- TASK GOAL
Copy the records below word for word, keeping every line unchanged.

— Start DATASET EXCERPTS —

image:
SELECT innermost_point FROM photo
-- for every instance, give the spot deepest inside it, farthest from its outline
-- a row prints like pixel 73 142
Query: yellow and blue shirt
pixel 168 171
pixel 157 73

— End DATASET EXCERPTS —

- EXPECTED ANSWER
image:
SELECT innermost_point FROM photo
-- for every instance, give the spot deepest inside it, farthest from its outline
-- a row prints like pixel 73 142
Query: yellow and blue shirt
pixel 168 171
pixel 157 73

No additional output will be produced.